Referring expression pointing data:

◆ ◆ ◆ ◆

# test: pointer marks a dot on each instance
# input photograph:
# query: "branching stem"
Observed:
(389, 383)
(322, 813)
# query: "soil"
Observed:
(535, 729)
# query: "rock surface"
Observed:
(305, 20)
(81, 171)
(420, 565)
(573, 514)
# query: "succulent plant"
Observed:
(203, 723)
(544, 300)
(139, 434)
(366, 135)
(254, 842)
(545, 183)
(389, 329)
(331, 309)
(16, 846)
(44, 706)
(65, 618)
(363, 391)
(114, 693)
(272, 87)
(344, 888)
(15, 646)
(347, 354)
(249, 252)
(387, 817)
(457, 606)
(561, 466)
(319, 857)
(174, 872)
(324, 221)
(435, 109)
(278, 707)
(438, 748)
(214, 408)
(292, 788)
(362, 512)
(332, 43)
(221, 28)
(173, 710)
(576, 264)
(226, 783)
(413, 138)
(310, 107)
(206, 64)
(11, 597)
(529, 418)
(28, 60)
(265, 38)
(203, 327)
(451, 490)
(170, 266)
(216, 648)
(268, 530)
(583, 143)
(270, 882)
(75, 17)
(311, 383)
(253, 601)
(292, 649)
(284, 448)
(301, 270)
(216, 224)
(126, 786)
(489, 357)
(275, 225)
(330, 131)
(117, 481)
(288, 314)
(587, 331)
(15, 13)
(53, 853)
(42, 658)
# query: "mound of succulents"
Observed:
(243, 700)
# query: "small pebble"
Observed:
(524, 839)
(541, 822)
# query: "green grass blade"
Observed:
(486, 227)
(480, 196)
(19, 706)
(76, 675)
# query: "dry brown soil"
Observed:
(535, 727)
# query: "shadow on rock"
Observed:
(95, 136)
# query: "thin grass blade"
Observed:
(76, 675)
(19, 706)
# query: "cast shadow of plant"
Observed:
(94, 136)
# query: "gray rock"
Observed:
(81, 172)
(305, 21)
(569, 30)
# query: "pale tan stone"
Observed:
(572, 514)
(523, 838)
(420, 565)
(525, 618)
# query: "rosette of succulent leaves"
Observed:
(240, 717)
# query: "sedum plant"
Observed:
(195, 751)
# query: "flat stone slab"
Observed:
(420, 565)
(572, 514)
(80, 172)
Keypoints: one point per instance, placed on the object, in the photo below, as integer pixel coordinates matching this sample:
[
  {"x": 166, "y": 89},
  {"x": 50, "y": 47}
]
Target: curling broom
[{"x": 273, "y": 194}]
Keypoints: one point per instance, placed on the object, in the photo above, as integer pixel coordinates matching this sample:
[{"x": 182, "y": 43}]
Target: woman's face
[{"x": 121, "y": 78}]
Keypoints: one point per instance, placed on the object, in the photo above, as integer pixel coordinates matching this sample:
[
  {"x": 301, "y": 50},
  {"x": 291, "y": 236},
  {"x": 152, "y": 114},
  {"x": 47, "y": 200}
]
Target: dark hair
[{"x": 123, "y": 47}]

◆ ◆ ◆ ◆

◆ **Activity**
I need all of the records above retyped exactly, please.

◆ **Result of the exercise**
# test: pointer marks a dot on each instance
# input photograph:
# query: "branching stem"
Observed:
(389, 383)
(322, 813)
# query: "soil"
Observed:
(535, 729)
# query: "rock surface"
Observed:
(305, 20)
(81, 171)
(420, 565)
(573, 514)
# query: "succulent plant"
Observed:
(203, 723)
(544, 300)
(139, 434)
(366, 135)
(254, 842)
(545, 183)
(389, 329)
(331, 309)
(16, 846)
(44, 706)
(65, 618)
(363, 391)
(114, 693)
(272, 87)
(344, 888)
(15, 646)
(347, 354)
(249, 252)
(387, 817)
(457, 606)
(561, 466)
(319, 857)
(174, 872)
(324, 221)
(435, 109)
(278, 707)
(438, 748)
(214, 408)
(292, 788)
(362, 512)
(332, 43)
(221, 28)
(173, 710)
(576, 264)
(226, 783)
(413, 138)
(310, 107)
(206, 64)
(11, 597)
(529, 418)
(28, 60)
(265, 38)
(203, 327)
(451, 490)
(170, 266)
(216, 648)
(268, 530)
(583, 143)
(270, 882)
(75, 17)
(311, 383)
(253, 601)
(292, 649)
(284, 448)
(301, 270)
(216, 224)
(126, 786)
(489, 357)
(275, 225)
(330, 131)
(117, 481)
(288, 314)
(587, 331)
(15, 13)
(53, 853)
(42, 658)
# query: "mound of succulents"
Observed:
(243, 700)
# query: "small pebble"
Observed:
(524, 839)
(541, 822)
# query: "green grass blade"
Observed:
(486, 227)
(480, 196)
(19, 706)
(76, 675)
# query: "dry brown soil"
Observed:
(535, 727)
# query: "shadow on rock"
Observed:
(95, 136)
# query: "thin grass blade"
Observed:
(76, 675)
(19, 706)
# query: "cast shadow of plant"
Observed:
(94, 136)
# query: "gray rock"
Observed:
(81, 172)
(305, 21)
(569, 30)
# query: "pale tan stone"
Observed:
(572, 514)
(523, 838)
(420, 565)
(525, 618)
# query: "rosette of succulent leaves"
Observed:
(240, 717)
# query: "sedum plant"
Observed:
(195, 751)
# query: "flat stone slab"
Observed:
(420, 565)
(572, 514)
(80, 172)
Keypoints: one point per instance, placed on the object, in the photo below, as integer pixel coordinates matching this sample:
[
  {"x": 166, "y": 89},
  {"x": 50, "y": 47}
]
Target: curling broom
[{"x": 273, "y": 194}]
Keypoints: one point per instance, placed on the object, in the photo above, as integer pixel coordinates matching this sample:
[{"x": 182, "y": 43}]
Target: woman's face
[{"x": 121, "y": 78}]
Keypoints: one point per instance, placed on the object, in the photo above, as integer pixel coordinates matching this sample:
[
  {"x": 301, "y": 50},
  {"x": 291, "y": 236},
  {"x": 152, "y": 114},
  {"x": 47, "y": 200}
]
Target: dark hair
[{"x": 123, "y": 47}]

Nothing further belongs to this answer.